━━━━━ SOURCE DATA ━━━━━
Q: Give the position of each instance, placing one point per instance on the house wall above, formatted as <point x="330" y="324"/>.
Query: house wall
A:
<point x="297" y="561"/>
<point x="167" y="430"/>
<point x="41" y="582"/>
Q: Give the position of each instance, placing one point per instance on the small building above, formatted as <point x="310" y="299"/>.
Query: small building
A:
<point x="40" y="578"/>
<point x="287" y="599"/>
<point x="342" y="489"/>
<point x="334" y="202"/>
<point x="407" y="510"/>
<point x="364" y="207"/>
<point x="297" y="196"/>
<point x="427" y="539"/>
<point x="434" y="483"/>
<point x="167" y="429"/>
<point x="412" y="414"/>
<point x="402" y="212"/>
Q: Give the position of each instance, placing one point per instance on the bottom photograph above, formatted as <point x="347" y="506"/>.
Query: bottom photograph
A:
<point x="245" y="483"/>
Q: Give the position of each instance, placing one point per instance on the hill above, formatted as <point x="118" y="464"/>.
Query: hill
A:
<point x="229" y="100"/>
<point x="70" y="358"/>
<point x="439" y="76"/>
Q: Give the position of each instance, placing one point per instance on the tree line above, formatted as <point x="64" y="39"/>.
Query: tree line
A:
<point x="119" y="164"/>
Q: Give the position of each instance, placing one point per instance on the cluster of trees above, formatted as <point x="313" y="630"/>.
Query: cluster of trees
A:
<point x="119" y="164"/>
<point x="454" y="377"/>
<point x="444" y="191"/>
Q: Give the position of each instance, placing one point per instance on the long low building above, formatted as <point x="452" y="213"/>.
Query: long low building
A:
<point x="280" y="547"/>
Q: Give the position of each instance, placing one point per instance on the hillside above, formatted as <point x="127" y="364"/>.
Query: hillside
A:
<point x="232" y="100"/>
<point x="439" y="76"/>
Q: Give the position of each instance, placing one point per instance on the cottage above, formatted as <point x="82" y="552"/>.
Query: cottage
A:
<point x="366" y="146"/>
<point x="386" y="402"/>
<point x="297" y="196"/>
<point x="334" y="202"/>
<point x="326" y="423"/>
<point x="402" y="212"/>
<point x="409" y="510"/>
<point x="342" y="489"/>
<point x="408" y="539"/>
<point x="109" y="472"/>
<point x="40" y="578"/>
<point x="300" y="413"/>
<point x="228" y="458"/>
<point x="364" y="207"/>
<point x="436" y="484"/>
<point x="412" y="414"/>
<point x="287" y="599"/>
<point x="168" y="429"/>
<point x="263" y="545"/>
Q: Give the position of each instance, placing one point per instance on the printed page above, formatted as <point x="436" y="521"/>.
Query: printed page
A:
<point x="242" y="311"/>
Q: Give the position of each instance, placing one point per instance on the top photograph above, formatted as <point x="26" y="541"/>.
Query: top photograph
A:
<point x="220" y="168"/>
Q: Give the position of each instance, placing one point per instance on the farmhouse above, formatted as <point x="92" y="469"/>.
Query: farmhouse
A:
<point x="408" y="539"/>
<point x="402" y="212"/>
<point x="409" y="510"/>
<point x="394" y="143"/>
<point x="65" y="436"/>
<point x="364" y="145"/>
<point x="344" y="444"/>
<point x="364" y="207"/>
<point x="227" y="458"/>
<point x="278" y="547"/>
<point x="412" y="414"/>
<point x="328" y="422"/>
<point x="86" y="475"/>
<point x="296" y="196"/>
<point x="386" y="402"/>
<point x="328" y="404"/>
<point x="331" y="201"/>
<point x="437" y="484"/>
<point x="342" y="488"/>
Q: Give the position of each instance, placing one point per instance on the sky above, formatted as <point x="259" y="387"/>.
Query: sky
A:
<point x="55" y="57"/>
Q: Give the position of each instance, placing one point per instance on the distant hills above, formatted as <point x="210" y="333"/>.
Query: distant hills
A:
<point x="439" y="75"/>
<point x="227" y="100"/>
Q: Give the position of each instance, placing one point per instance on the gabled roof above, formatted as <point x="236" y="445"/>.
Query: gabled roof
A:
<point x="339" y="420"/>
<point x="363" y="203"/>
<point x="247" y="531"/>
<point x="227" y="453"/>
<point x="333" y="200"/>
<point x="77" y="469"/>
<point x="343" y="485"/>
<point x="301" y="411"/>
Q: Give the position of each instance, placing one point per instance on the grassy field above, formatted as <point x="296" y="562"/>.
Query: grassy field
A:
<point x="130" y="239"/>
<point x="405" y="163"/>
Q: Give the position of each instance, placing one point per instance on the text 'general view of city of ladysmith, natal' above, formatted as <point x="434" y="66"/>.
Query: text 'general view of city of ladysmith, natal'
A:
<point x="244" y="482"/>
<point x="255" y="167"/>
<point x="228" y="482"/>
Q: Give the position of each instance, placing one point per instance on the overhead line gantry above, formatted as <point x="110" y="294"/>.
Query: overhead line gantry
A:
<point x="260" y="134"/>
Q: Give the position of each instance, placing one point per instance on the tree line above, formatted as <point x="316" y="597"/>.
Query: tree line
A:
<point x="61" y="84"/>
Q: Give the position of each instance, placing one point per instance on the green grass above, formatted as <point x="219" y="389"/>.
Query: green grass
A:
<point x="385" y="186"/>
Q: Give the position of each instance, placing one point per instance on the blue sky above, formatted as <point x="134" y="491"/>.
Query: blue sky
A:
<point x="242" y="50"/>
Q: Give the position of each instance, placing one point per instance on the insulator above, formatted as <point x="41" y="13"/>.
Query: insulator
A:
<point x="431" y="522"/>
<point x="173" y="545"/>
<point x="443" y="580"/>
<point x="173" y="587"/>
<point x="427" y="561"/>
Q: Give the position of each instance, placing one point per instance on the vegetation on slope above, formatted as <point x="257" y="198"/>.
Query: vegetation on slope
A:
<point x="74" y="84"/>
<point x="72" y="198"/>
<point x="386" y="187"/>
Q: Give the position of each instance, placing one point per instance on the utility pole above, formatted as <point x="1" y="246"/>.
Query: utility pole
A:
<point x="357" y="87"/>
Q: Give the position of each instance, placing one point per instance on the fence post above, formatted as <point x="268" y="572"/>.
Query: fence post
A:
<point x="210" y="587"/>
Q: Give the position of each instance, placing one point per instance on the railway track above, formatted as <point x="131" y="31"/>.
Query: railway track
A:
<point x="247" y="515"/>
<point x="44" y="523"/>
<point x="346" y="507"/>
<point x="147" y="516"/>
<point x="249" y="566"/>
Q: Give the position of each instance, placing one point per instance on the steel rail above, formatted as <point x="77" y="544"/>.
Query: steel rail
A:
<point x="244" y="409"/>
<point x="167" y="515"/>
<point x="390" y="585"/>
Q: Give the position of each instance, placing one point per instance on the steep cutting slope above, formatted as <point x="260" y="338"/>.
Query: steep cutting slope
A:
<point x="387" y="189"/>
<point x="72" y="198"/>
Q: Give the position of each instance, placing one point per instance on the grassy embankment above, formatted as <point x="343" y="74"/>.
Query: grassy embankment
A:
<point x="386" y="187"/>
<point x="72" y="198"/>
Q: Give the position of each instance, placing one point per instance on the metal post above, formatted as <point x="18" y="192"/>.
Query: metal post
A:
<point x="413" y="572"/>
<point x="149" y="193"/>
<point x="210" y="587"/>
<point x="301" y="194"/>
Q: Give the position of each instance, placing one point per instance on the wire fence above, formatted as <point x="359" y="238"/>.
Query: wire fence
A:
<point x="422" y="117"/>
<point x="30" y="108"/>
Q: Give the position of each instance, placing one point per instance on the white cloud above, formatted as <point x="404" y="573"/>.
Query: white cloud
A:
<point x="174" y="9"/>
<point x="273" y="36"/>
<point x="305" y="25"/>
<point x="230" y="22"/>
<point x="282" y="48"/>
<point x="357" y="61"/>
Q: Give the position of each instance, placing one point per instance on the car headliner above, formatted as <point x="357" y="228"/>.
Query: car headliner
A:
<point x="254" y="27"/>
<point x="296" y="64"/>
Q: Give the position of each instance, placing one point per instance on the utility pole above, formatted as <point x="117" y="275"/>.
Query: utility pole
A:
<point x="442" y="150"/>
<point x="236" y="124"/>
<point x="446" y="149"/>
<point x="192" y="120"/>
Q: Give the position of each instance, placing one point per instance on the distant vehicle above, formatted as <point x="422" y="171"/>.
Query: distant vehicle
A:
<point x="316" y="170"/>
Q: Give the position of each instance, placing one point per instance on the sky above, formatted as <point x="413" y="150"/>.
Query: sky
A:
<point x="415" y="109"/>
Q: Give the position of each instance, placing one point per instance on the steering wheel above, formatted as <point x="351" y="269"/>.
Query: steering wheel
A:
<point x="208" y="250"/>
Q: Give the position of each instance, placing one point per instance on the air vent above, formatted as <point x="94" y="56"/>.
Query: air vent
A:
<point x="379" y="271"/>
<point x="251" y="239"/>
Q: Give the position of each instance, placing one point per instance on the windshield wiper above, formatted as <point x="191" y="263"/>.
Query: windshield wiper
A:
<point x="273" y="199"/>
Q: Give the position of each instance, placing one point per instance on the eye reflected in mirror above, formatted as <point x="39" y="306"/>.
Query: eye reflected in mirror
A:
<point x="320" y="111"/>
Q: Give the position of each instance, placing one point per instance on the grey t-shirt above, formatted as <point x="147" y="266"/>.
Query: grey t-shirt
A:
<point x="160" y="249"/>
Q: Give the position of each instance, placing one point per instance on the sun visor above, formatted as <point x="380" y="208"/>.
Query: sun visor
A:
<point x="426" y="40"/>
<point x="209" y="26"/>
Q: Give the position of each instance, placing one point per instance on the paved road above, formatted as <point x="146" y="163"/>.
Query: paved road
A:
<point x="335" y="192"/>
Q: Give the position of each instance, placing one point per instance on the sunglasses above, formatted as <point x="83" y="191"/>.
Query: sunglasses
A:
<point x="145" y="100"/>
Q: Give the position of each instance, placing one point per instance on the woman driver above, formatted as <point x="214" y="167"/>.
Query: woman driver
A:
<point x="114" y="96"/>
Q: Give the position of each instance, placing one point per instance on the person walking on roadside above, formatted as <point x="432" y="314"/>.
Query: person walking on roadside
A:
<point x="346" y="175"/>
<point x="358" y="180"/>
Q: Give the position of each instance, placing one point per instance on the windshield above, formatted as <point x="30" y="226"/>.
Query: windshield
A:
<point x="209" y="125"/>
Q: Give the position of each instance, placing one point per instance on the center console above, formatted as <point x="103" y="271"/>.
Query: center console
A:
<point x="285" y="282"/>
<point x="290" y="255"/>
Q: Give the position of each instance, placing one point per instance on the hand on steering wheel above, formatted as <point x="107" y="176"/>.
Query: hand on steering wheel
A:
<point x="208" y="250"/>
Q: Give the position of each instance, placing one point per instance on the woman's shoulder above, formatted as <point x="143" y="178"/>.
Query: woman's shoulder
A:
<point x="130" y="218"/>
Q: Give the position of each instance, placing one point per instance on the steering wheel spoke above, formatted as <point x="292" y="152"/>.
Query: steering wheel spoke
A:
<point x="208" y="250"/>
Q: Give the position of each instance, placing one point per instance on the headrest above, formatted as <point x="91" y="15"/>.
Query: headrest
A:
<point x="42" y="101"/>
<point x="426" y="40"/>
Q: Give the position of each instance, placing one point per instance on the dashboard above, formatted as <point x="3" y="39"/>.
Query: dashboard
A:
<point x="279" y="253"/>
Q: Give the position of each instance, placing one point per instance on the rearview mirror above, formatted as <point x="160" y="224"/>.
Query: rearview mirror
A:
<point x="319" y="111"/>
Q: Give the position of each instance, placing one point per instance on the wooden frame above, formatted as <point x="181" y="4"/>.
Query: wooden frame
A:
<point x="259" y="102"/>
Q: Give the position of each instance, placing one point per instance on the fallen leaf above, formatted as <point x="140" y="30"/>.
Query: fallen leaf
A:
━━━━━
__PROMPT__: Reproduce every line from the preceding data in which the word "center" can be found.

__EXERCISE SOLUTION__:
Q: Give the position of each instance, placing one point per instance on the center console above, formatted as <point x="103" y="271"/>.
Query: center console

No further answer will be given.